-- Start of Supplied passage --

Re: [computer-go] Optiizing combinations of flags

2009-11-23 Thread Gian-Carlo Pascutto
Brian Sheppard wrote:

 In this strategy, one chooses a random number p, and then select the 
 strategy with highest historical mean if p  epsilon, and the 
 strategy taken least often otherwise. If epsilon = C*log(n)/n, where 
 n is the number of experiments so far, then the strategy has zero
 asymptotic regret.

Can you explain this in more detail?

From what I understand, for each parameter you take with some high
probability the best so far, and with some lower probability the least
tried one. This requires (manually) enumerating all parameters on some
integer scale, if I got it correctly.

I'm interested in the following general problem:

Given a set of parameters each with a range of values, and a set of game
results between different parameter sets (or a score average for each
set versus a reference), how to determine:

a) the most likely optimal set of parameters
b) the most interesting parameter set to test next

Remi Coulom has done some work in this area:

http://remi.coulom.free.fr/QLR/

It sounds very interesting (v-optimal sampling). But I don't understand
it enough to implement it. Your idea sounds simpler, but the enumeration
would be a problem, for parameters with wide ranges where we don't know
where to start.

-- End of Supplied passage --
-- Start of Data excerpt --

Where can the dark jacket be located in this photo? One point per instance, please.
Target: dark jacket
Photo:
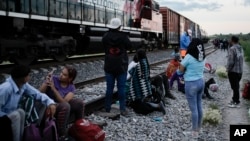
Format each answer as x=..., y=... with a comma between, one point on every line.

-- End of Data excerpt --

> Task objective
Resume the mailing list post on tuning parameter sets for Go programs, starting right after its final sentence.

> Response below
-- 
GCP
___
computer-go mailing list
computer-go@computer-go.org
http://www.computer-go.org/mailman/listinfo/computer-go/


Re: [computer-go] Optiizing combinations of flags

2009-11-23 Thread Rémi Coulom

Gian-Carlo Pascutto wrote:

Remi Coulom has done some work in this area:

http://remi.coulom.free.fr/QLR/

It sounds very interesting (v-optimal sampling). But I don't understand
it enough to implement it. Your idea sounds simpler, but the enumeration
would be a problem, for parameters with wide ranges where we don't know
where to start.
  


I am working on a tool for automatic parameter optimization. Right now 
it is in a very experimental state. You can find it there:

http://remi.coulom.free.fr/QLR/QLR.tar.bz2

Right now only BAST is a practical method to optimize parameters with my 
tool. It is UCT over a recursive binary partitioning of the parameter 
space. It does not work well for high-dimensional optimization. Even for 
1-dimensional problems, I expect QLR will outperform it significantly.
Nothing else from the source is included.